§ Фрагмент источника:

Так можно увидеть ландшафт только с очень большой высоты, с аэроплана (которого во времена Сезанна еще не было), оттуда, откуда уже уловимой становится кривизна поверхности нашей планеты. Статические отношения пространственных планов классицизма и Возрождения сменяются динамикой прогибающейся и выгибающейся земли. Геометрия прямой перспективы уже не может исправлять и упрощать ее пространственного облика. Становится зримой ранее никем еще в искусстве не ощущавшаяся сфероидность пространства, в котором мы, жители земли, реально существуем.
   Лилиан Герри, впервые предложившая этот термин для обозначения специфики пространства и перспективы у Сезанна, пишет: «Видение пространства у Сезанна... — это сфероидное подвижное поле. Кажется, что пространство вращается; это впечатление возникает от изгибов линий, составляющих основу композиции. Они переплетаются, создавая несколько центров или расходясь в виде веера, отчего рождается ощущение покачивания пространства вокруг центральной оси картины... Чаще всего движение возникает от светящейся центральной зоны, которая заставляет выступать вперед среднюю часть картины, оттесняя контуры и края на второй, темный план...»241.

§ Задание 1: Изложите в виде краткого списка основные факты абзаца фрагмента о пространстве у Сезанна, начинающегося словами «Так можно увидеть ландшафт».
§ Задание 2: Кто, согласно фрагменту о пространстве у Сезанна, впервые предложил термин для обозначения специфики пространства и перспективы у этого художника?
§ Задание 3: Во фрагменте о пространстве у Сезанна есть предложение, начинающееся словами «Они переплетаются». Перечислите все действия линий, которые в нём названы.

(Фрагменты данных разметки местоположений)
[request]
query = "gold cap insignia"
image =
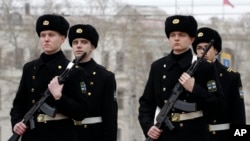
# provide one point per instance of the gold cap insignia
(176, 21)
(211, 86)
(59, 67)
(200, 34)
(79, 30)
(45, 22)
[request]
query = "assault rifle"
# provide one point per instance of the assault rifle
(41, 104)
(163, 116)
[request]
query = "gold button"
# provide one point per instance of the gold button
(91, 83)
(164, 89)
(89, 93)
(164, 77)
(32, 90)
(59, 67)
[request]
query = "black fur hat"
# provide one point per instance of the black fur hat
(85, 31)
(181, 23)
(205, 34)
(52, 22)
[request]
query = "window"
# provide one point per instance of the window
(20, 58)
(120, 61)
(105, 59)
(120, 95)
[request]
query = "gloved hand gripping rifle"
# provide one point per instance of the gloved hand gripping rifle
(163, 116)
(40, 104)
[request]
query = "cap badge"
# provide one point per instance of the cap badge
(79, 30)
(176, 21)
(45, 22)
(200, 34)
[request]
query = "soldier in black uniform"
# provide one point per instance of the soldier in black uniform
(232, 111)
(67, 99)
(165, 73)
(101, 123)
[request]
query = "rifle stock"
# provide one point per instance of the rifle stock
(29, 116)
(163, 116)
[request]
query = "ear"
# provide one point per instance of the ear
(92, 47)
(192, 39)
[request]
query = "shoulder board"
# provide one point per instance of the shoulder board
(231, 70)
(209, 61)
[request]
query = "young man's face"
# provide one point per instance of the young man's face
(211, 54)
(180, 41)
(51, 41)
(81, 45)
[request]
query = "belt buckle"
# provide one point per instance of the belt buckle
(175, 117)
(77, 122)
(41, 118)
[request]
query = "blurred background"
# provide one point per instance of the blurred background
(132, 36)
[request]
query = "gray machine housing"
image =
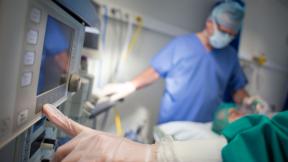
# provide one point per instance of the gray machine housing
(20, 105)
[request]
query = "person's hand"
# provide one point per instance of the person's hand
(117, 91)
(90, 145)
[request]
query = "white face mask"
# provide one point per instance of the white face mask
(219, 39)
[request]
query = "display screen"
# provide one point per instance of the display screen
(55, 56)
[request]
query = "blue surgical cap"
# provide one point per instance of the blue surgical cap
(229, 15)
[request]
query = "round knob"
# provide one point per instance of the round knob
(74, 83)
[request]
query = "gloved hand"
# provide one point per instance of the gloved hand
(117, 91)
(91, 145)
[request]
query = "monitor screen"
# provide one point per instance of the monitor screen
(55, 56)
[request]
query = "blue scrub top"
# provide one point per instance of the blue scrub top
(195, 79)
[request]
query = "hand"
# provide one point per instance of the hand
(117, 91)
(91, 145)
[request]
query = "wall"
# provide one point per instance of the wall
(265, 31)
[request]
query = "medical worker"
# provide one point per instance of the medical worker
(197, 69)
(250, 138)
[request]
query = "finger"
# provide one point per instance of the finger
(107, 90)
(67, 148)
(67, 125)
(86, 150)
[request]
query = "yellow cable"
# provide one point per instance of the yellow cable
(134, 38)
(118, 123)
(133, 41)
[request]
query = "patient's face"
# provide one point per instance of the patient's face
(234, 115)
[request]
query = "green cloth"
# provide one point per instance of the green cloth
(221, 117)
(256, 138)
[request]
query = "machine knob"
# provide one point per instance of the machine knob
(74, 83)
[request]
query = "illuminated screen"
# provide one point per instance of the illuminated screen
(55, 56)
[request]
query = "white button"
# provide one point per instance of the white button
(4, 127)
(35, 15)
(29, 58)
(26, 79)
(22, 117)
(32, 37)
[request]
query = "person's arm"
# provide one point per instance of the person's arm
(240, 95)
(147, 77)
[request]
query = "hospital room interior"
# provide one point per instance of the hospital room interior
(144, 80)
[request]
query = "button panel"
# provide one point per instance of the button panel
(29, 58)
(26, 79)
(35, 15)
(4, 127)
(32, 37)
(22, 117)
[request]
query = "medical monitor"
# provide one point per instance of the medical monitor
(40, 48)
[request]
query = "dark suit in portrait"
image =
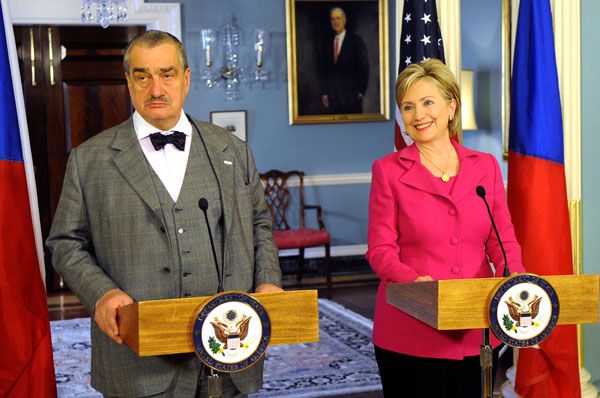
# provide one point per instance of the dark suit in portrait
(344, 81)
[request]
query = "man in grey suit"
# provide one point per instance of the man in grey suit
(128, 226)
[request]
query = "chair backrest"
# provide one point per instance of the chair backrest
(278, 196)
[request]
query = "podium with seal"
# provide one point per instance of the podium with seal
(521, 310)
(228, 332)
(162, 327)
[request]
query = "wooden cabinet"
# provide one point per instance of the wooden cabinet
(74, 87)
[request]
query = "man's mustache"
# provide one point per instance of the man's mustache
(161, 99)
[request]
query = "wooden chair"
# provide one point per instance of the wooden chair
(279, 197)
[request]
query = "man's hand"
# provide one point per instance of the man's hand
(106, 312)
(424, 278)
(268, 288)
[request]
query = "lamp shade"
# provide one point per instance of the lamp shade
(467, 100)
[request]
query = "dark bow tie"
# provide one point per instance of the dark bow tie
(159, 140)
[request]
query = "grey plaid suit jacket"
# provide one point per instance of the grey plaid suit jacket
(107, 234)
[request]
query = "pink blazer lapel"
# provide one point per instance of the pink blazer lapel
(418, 177)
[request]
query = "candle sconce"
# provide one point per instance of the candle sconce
(259, 75)
(231, 75)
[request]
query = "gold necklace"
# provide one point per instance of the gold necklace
(445, 177)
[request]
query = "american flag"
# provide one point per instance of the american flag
(420, 40)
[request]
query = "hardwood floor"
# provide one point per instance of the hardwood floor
(355, 292)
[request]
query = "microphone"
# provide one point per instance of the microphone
(203, 205)
(481, 193)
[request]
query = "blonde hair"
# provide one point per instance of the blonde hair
(436, 72)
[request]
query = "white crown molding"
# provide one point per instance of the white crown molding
(319, 252)
(333, 179)
(161, 16)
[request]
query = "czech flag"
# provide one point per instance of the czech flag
(26, 364)
(537, 194)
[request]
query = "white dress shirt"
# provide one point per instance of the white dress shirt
(340, 39)
(169, 163)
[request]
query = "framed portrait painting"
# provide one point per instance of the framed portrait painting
(337, 61)
(233, 121)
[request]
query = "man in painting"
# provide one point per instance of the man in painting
(345, 68)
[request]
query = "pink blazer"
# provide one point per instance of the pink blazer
(417, 227)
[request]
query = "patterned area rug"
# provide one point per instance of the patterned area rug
(342, 362)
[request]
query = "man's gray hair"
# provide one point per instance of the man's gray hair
(153, 38)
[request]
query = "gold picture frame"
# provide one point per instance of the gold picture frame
(314, 81)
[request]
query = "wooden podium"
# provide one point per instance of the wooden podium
(463, 303)
(161, 327)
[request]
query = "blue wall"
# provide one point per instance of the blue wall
(481, 41)
(590, 127)
(322, 149)
(351, 148)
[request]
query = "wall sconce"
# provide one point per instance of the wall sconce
(103, 11)
(231, 75)
(467, 100)
(259, 75)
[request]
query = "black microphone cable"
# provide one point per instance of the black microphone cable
(481, 193)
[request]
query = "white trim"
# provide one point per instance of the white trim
(162, 16)
(319, 252)
(333, 179)
(567, 42)
(13, 61)
(449, 15)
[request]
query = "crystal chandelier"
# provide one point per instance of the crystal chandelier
(231, 75)
(104, 11)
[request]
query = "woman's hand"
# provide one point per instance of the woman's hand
(424, 278)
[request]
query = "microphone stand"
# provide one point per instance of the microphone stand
(485, 360)
(486, 351)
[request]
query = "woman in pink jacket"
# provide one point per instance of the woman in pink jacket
(426, 223)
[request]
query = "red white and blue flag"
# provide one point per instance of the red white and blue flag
(537, 194)
(420, 39)
(26, 364)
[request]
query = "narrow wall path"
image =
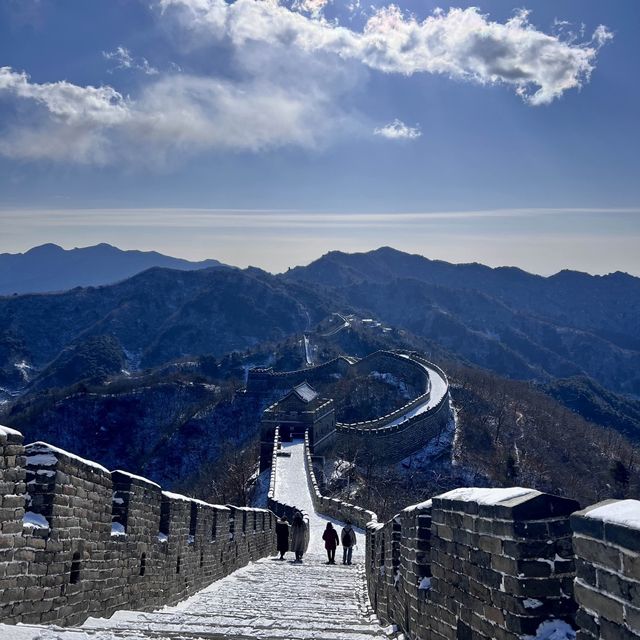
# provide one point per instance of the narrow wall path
(267, 600)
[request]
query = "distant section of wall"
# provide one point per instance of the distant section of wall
(607, 546)
(389, 438)
(333, 507)
(78, 541)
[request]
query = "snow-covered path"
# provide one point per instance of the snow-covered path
(267, 600)
(439, 389)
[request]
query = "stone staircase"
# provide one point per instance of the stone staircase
(266, 600)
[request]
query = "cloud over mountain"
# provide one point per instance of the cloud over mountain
(290, 76)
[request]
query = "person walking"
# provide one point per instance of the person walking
(348, 542)
(330, 537)
(299, 536)
(282, 536)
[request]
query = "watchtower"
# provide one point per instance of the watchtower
(300, 410)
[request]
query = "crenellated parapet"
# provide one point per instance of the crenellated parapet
(333, 507)
(607, 589)
(507, 564)
(77, 540)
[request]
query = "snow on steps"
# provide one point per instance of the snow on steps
(266, 600)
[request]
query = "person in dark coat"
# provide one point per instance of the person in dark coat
(330, 537)
(282, 536)
(299, 536)
(348, 542)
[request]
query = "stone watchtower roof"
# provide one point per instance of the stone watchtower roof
(305, 392)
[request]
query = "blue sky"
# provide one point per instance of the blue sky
(266, 134)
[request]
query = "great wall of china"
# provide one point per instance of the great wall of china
(77, 540)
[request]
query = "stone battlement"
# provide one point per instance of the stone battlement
(77, 540)
(507, 564)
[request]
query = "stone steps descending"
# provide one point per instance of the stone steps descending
(266, 600)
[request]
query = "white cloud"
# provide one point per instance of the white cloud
(461, 43)
(124, 60)
(398, 130)
(176, 114)
(288, 81)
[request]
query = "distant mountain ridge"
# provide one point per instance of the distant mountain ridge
(504, 319)
(50, 268)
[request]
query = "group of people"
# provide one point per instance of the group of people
(297, 532)
(298, 535)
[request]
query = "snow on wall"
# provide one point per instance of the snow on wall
(74, 552)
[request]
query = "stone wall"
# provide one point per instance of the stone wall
(398, 567)
(481, 564)
(78, 541)
(333, 507)
(607, 589)
(392, 444)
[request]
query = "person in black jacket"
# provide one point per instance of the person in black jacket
(282, 536)
(330, 537)
(348, 542)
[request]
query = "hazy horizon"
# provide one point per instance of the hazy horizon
(268, 133)
(536, 241)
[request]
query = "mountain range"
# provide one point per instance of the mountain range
(51, 268)
(574, 334)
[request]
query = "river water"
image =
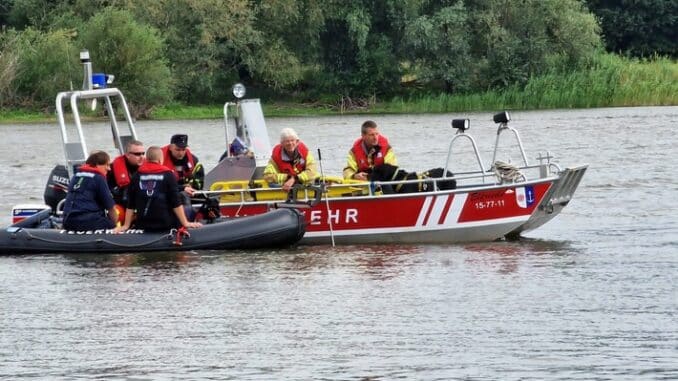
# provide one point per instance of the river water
(591, 295)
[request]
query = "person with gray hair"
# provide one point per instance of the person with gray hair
(291, 162)
(89, 204)
(154, 203)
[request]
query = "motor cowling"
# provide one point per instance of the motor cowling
(57, 187)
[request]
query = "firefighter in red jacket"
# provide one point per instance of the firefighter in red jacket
(291, 162)
(123, 168)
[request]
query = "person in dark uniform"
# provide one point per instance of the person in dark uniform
(370, 150)
(189, 172)
(123, 168)
(154, 203)
(88, 198)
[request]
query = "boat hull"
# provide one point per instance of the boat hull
(276, 228)
(462, 215)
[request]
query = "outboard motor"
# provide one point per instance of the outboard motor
(57, 187)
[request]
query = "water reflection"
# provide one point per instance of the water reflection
(507, 256)
(157, 260)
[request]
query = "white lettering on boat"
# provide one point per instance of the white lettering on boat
(101, 231)
(349, 216)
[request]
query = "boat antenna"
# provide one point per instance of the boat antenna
(327, 198)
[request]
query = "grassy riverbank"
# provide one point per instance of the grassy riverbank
(612, 82)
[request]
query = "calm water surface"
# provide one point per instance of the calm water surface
(591, 295)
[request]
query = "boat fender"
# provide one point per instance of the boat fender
(180, 234)
(57, 186)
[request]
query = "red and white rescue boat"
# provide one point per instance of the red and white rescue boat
(488, 204)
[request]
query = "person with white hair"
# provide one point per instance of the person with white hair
(291, 162)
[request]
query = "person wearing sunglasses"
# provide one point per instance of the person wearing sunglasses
(89, 205)
(123, 168)
(185, 165)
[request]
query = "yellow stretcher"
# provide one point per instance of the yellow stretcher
(260, 190)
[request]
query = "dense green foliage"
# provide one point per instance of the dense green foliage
(641, 28)
(341, 53)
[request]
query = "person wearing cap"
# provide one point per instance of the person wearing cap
(88, 199)
(291, 162)
(186, 166)
(370, 150)
(123, 168)
(154, 203)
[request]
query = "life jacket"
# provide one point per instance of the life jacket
(187, 169)
(149, 167)
(362, 158)
(90, 169)
(298, 163)
(120, 171)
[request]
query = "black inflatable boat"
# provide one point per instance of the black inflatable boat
(277, 228)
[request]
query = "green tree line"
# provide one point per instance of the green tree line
(333, 51)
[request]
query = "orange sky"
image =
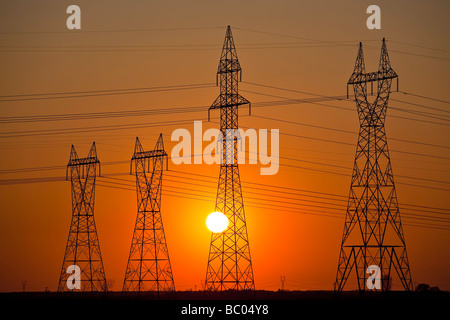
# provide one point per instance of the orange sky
(38, 56)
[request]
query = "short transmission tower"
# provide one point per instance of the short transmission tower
(229, 262)
(83, 248)
(373, 233)
(149, 266)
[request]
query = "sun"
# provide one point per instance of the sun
(217, 222)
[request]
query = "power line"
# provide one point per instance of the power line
(96, 93)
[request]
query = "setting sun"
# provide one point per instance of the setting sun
(217, 222)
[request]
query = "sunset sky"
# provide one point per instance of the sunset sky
(287, 50)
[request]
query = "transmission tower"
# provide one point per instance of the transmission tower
(83, 248)
(373, 233)
(229, 263)
(148, 267)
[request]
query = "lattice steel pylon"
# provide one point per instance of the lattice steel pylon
(229, 263)
(148, 267)
(83, 248)
(373, 233)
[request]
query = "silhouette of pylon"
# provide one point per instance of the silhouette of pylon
(83, 248)
(373, 233)
(148, 267)
(229, 263)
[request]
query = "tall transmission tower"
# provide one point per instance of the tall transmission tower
(373, 233)
(229, 263)
(83, 248)
(148, 267)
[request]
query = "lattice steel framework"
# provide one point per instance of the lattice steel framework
(83, 248)
(373, 233)
(229, 263)
(148, 267)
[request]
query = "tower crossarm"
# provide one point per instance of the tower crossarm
(372, 77)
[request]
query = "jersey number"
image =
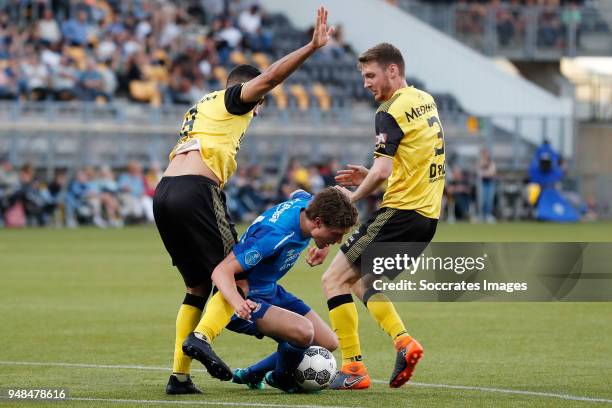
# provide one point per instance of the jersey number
(188, 121)
(431, 121)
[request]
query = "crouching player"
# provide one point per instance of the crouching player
(266, 252)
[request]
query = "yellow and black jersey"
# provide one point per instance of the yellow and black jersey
(215, 126)
(408, 130)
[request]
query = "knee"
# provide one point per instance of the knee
(201, 290)
(331, 344)
(303, 334)
(333, 285)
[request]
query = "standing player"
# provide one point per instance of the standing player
(189, 204)
(409, 155)
(267, 251)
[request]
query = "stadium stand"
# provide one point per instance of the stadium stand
(521, 29)
(111, 101)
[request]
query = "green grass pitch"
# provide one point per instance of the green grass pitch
(93, 311)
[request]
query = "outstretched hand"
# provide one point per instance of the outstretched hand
(322, 33)
(316, 256)
(352, 176)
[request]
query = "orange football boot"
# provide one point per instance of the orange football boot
(352, 376)
(409, 352)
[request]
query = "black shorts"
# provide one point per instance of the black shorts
(194, 224)
(389, 225)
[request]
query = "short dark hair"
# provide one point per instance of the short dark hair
(384, 54)
(333, 208)
(242, 73)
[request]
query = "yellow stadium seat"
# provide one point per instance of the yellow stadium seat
(220, 74)
(238, 58)
(78, 54)
(472, 125)
(261, 60)
(300, 95)
(280, 97)
(320, 92)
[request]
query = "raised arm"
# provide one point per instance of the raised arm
(380, 171)
(276, 73)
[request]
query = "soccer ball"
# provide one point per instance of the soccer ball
(317, 369)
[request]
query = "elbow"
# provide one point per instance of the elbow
(215, 276)
(382, 173)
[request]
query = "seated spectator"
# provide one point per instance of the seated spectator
(143, 86)
(315, 179)
(36, 76)
(47, 29)
(228, 38)
(571, 19)
(9, 88)
(91, 82)
(504, 21)
(132, 194)
(108, 189)
(75, 31)
(29, 196)
(64, 80)
(76, 205)
(9, 182)
(459, 193)
(549, 26)
(56, 191)
(109, 80)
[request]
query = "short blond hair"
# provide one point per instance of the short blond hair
(384, 54)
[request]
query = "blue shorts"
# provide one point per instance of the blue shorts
(281, 298)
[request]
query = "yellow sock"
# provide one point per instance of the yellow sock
(383, 311)
(218, 314)
(345, 322)
(188, 316)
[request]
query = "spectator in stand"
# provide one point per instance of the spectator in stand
(487, 173)
(504, 21)
(315, 180)
(109, 190)
(255, 38)
(109, 80)
(64, 80)
(28, 194)
(36, 76)
(459, 193)
(76, 205)
(549, 25)
(91, 82)
(75, 31)
(9, 181)
(228, 39)
(56, 191)
(9, 88)
(132, 193)
(47, 29)
(571, 18)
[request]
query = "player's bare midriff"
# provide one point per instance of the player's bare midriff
(189, 163)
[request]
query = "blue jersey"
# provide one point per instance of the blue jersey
(272, 245)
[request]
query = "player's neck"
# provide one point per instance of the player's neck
(305, 225)
(396, 86)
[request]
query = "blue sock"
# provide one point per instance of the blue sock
(259, 369)
(289, 358)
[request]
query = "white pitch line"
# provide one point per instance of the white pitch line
(412, 383)
(505, 391)
(176, 402)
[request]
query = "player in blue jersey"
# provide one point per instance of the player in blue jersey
(266, 252)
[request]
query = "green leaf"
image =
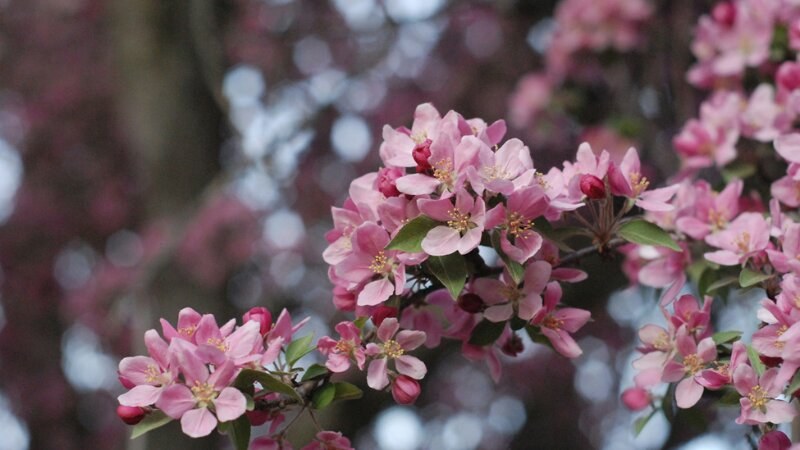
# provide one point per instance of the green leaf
(641, 422)
(299, 348)
(755, 361)
(515, 269)
(727, 281)
(486, 332)
(409, 238)
(244, 382)
(314, 371)
(239, 432)
(450, 270)
(642, 232)
(723, 337)
(155, 419)
(794, 385)
(323, 396)
(749, 278)
(347, 391)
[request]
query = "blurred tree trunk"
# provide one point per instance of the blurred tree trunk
(168, 79)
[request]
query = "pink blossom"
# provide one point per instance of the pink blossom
(465, 224)
(191, 402)
(394, 348)
(505, 299)
(341, 352)
(559, 324)
(695, 356)
(759, 403)
(746, 236)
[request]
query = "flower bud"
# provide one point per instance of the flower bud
(386, 181)
(131, 414)
(636, 398)
(774, 440)
(724, 13)
(513, 346)
(471, 303)
(593, 187)
(421, 154)
(260, 315)
(382, 312)
(405, 390)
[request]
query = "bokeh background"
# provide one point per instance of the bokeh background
(160, 154)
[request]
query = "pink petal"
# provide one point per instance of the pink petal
(198, 422)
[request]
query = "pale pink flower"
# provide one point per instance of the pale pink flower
(464, 224)
(341, 352)
(759, 401)
(746, 236)
(192, 402)
(394, 348)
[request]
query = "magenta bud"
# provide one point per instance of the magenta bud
(470, 303)
(405, 390)
(636, 398)
(386, 181)
(593, 187)
(724, 13)
(131, 414)
(421, 154)
(260, 315)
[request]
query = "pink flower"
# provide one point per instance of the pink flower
(627, 180)
(759, 403)
(394, 348)
(515, 219)
(747, 235)
(694, 358)
(558, 324)
(329, 440)
(340, 352)
(405, 390)
(465, 224)
(191, 402)
(505, 299)
(369, 262)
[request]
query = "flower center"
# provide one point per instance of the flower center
(460, 221)
(742, 241)
(638, 183)
(553, 323)
(518, 226)
(204, 393)
(392, 349)
(692, 364)
(380, 263)
(758, 397)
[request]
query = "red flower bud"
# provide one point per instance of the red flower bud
(636, 398)
(260, 315)
(593, 187)
(421, 154)
(381, 313)
(131, 414)
(405, 390)
(724, 13)
(471, 303)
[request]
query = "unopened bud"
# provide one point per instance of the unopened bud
(405, 390)
(636, 398)
(470, 303)
(131, 414)
(513, 346)
(260, 315)
(724, 13)
(421, 154)
(593, 187)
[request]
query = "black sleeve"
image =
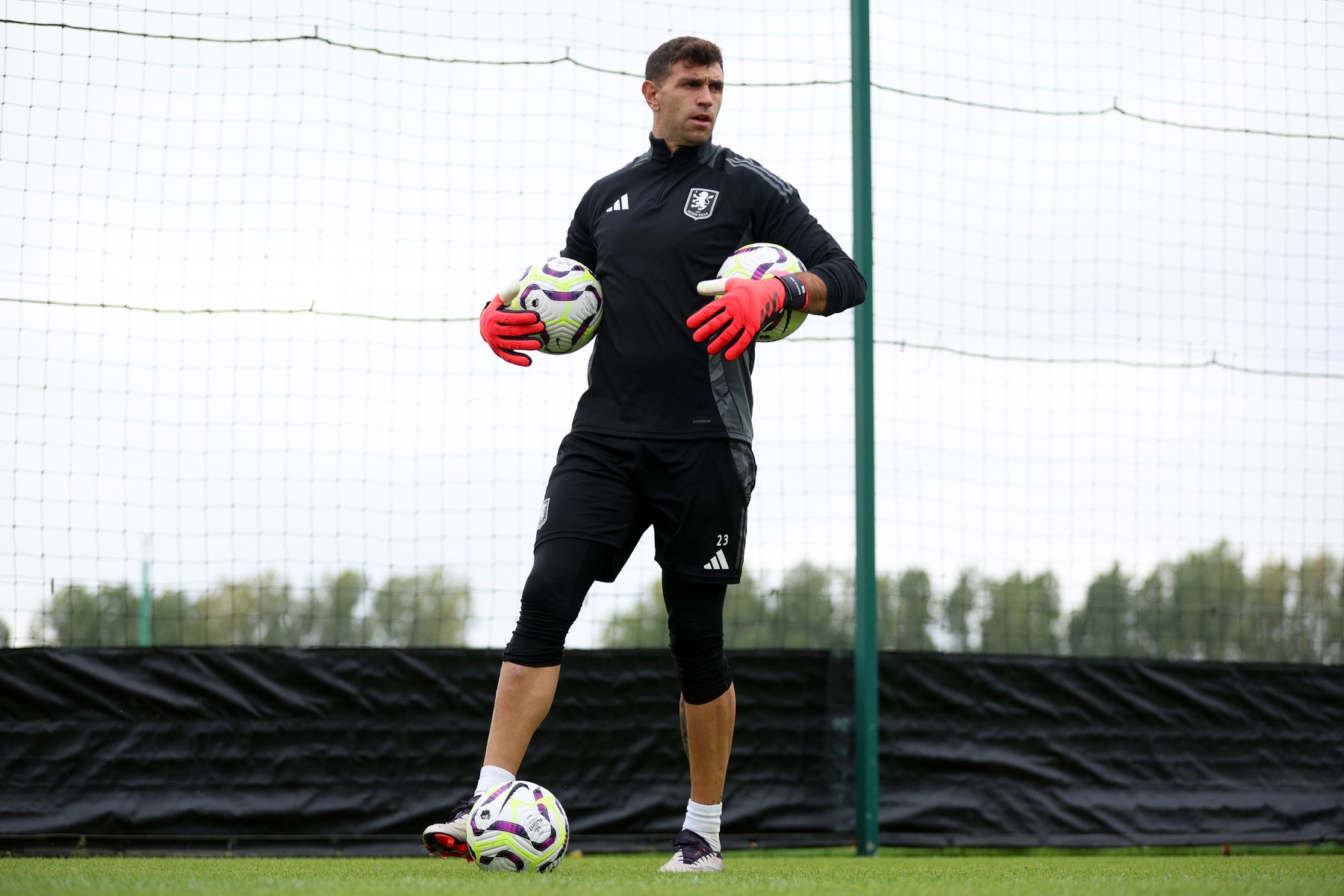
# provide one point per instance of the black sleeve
(578, 242)
(784, 218)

§ Полный ответ 1:
- Такой ландшафт можно увидеть только с очень большой высоты, с аэроплана. Оттуда уже заметна кривизна поверхности планеты. Во времена Сезанна аэропланов ещё не было.
- Статические отношения пространственных планов классицизма и Возрождения сменяются динамикой прогибающейся и выгибающейся земли.
- Геометрия прямой перспективы больше не может исправлять и упрощать пространственный облик земли.
- Становится зримой сфероидность пространства, в котором реально существуют жители земли. Прежде её в искусстве никто не ощущал.

§ Полный ответ 2: Этот термин впервые предложила Лилиан Герри.

§ Полный ответ 3:
- Переплетаются.
- Создают несколько центров.
- Расходятся в виде веера.